● Work to do
Exactly reproduce the lines beginning with the line that includes "indicate the scoreboard, one dot per instance" and ending with the last line of the data.
※
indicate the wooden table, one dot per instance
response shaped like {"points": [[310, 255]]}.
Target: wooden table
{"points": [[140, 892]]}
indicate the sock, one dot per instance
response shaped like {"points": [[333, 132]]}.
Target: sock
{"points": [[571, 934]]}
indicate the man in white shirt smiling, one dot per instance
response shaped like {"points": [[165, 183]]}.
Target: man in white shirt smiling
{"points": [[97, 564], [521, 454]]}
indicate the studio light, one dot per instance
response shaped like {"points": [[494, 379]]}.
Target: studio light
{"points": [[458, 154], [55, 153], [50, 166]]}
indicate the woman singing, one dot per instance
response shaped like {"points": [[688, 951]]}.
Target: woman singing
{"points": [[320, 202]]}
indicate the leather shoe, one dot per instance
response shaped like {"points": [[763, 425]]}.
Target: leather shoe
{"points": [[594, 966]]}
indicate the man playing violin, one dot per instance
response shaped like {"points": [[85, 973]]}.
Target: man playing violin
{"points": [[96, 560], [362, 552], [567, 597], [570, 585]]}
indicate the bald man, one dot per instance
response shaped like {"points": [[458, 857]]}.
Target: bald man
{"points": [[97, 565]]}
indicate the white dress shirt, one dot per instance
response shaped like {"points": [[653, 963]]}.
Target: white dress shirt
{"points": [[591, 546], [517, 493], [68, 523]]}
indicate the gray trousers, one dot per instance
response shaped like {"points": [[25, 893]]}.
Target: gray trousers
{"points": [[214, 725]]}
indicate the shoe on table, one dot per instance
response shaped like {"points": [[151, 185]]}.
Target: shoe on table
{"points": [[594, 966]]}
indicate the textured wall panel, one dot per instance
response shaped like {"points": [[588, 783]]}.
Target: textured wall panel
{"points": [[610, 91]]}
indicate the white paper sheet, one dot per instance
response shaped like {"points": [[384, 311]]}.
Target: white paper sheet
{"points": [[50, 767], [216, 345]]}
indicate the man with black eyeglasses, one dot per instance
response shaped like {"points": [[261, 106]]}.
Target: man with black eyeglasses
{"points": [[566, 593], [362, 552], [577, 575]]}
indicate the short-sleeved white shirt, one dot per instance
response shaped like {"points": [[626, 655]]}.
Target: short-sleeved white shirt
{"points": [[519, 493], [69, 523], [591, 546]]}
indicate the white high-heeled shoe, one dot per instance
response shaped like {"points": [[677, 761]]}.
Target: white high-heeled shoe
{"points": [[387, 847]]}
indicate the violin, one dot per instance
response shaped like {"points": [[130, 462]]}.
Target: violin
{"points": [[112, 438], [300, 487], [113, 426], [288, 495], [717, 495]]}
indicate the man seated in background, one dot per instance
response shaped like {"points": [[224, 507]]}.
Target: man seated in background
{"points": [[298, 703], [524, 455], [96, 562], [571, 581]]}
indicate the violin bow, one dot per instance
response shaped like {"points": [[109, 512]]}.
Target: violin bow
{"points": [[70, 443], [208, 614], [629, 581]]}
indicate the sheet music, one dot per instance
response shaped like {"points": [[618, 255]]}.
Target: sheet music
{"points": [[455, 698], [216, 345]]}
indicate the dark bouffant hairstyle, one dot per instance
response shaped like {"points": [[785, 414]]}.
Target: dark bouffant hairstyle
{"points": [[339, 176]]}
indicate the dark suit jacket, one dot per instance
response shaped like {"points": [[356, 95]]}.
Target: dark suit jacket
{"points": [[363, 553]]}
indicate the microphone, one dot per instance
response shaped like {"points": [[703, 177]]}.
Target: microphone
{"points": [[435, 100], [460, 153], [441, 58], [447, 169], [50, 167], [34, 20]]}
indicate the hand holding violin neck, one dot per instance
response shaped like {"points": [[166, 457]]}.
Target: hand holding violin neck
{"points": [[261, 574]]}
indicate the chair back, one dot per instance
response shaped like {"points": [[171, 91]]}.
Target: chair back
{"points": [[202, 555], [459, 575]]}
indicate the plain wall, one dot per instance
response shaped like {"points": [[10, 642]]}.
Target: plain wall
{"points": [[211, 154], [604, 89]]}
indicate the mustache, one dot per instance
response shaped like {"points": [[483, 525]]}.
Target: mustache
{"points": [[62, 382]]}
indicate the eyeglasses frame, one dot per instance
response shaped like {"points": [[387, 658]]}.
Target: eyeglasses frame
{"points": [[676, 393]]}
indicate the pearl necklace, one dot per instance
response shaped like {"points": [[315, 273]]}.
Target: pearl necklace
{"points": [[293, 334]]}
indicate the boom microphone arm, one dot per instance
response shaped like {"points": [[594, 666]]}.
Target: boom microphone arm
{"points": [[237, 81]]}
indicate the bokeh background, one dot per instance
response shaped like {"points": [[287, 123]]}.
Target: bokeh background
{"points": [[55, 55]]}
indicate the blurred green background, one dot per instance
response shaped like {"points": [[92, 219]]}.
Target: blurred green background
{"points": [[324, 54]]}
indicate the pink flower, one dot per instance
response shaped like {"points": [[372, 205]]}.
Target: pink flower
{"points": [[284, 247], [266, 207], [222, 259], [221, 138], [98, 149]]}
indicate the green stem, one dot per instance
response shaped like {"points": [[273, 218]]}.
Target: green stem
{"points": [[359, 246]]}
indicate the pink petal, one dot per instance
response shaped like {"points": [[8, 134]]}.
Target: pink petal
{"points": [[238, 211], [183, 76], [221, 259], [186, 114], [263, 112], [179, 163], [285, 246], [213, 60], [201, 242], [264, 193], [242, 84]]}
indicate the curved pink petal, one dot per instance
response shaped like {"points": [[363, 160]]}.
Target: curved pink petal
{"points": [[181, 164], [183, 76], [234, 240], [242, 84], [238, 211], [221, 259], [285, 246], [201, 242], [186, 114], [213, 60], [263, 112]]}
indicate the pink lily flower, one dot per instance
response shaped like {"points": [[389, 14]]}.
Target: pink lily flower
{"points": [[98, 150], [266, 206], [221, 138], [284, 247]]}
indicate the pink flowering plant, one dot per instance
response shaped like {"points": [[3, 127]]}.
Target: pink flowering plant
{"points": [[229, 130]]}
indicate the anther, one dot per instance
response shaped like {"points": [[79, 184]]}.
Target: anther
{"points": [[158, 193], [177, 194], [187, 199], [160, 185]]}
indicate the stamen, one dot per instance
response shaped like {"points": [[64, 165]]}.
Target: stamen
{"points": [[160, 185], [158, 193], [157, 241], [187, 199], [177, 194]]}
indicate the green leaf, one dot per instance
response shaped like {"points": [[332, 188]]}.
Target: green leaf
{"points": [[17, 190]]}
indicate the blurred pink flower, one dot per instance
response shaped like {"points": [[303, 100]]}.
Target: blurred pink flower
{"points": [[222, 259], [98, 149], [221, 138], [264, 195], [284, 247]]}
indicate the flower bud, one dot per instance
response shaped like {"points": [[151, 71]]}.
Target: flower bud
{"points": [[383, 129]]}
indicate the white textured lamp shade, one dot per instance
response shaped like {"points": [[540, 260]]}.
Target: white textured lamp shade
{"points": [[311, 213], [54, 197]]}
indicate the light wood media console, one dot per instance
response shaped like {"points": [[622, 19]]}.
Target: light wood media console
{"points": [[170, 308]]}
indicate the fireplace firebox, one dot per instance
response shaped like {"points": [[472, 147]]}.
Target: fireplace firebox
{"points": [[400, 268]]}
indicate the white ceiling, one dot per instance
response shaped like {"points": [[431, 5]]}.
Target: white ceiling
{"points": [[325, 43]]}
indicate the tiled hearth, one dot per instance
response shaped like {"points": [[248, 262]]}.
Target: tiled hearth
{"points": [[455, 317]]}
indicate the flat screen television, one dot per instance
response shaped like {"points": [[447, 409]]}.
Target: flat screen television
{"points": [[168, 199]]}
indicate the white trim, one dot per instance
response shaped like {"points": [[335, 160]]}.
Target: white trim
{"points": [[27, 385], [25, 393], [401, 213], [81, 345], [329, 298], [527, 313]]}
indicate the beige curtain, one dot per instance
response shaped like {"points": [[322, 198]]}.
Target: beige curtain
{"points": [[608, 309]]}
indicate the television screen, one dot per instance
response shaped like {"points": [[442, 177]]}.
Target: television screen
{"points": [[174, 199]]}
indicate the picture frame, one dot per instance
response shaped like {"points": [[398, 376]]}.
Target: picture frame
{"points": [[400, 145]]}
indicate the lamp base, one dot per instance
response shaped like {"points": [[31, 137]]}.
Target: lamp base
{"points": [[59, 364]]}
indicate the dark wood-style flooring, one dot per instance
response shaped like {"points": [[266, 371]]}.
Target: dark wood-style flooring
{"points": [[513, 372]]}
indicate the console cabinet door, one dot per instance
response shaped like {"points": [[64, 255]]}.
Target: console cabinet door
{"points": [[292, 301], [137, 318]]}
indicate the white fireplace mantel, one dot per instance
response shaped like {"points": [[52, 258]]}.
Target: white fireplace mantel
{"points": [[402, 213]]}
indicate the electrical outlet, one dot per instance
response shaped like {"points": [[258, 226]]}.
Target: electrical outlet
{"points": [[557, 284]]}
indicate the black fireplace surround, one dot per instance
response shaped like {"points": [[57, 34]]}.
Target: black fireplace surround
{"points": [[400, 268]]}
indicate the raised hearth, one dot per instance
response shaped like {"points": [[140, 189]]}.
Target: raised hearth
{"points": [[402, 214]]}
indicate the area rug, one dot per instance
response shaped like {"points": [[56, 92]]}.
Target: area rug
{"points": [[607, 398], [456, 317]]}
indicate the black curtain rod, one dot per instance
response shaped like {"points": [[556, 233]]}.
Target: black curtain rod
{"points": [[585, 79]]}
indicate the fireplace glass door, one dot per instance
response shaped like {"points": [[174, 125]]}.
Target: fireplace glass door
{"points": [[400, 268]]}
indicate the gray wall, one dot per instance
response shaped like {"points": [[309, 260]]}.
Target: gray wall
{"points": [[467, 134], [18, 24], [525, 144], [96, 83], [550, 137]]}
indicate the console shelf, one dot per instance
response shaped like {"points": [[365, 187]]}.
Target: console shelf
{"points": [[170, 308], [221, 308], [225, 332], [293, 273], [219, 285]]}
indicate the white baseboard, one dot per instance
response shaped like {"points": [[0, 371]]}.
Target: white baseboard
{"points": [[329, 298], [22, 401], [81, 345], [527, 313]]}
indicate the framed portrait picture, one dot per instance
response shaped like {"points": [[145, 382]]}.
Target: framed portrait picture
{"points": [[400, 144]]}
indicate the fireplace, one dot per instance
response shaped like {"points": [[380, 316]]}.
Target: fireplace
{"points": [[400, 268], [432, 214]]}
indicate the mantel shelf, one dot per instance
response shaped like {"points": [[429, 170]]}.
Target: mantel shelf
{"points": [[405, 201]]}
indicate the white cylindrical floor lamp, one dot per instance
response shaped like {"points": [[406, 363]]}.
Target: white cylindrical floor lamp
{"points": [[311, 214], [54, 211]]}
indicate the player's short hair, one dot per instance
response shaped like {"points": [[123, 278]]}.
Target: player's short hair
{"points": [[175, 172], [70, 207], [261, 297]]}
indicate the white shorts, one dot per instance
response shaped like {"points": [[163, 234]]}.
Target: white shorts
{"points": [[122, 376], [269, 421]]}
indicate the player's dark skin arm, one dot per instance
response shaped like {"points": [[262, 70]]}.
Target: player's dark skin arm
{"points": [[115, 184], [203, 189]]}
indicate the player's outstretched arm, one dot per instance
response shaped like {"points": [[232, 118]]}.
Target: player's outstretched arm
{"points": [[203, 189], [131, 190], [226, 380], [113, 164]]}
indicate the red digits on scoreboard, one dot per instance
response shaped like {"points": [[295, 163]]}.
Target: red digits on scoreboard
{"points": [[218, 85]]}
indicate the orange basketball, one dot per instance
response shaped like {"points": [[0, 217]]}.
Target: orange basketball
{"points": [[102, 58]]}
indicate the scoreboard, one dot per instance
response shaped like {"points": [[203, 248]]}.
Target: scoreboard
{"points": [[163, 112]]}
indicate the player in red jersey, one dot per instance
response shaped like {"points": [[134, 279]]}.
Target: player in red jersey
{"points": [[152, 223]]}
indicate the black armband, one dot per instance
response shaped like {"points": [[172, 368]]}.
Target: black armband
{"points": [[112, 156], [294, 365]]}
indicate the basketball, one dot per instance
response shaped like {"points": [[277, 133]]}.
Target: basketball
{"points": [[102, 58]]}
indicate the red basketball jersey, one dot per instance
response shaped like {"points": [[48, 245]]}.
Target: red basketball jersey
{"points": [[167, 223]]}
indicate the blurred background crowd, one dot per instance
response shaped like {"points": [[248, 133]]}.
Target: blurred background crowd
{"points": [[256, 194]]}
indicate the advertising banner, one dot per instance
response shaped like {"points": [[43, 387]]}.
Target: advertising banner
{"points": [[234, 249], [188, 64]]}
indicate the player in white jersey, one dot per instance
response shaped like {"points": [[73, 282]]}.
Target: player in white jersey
※
● Answer in full
indicate the scoreboard, one dot per instance
response shaped like {"points": [[203, 248]]}.
Target: scoreboard
{"points": [[163, 112]]}
indicate the player in red jersey, one dot per instance
response shaped like {"points": [[134, 279]]}.
Target: player in red jersey
{"points": [[152, 223]]}
indicate the black armband, one dot per instance
response shaped like {"points": [[172, 368]]}.
Target: black armband
{"points": [[112, 156], [294, 365]]}
indicate the basketball, one dot per instance
response shaped like {"points": [[277, 133]]}.
Target: basketball
{"points": [[102, 58]]}
indicate the red basketball jersey, one dot per instance
response shaped like {"points": [[48, 245]]}.
Target: red basketball jersey
{"points": [[167, 223]]}
indicate the blurred background crowd, one dot per instance
response shaped like {"points": [[248, 133]]}.
Target: blurred background crowd
{"points": [[256, 194]]}
indicate the advertising banner, one dot per instance
response shaped like {"points": [[43, 387]]}.
Target: advertising banner
{"points": [[234, 249], [188, 64]]}
indicate the player in white jersey, one dot per instance
response shaped like {"points": [[73, 282]]}.
Target: player in white jersey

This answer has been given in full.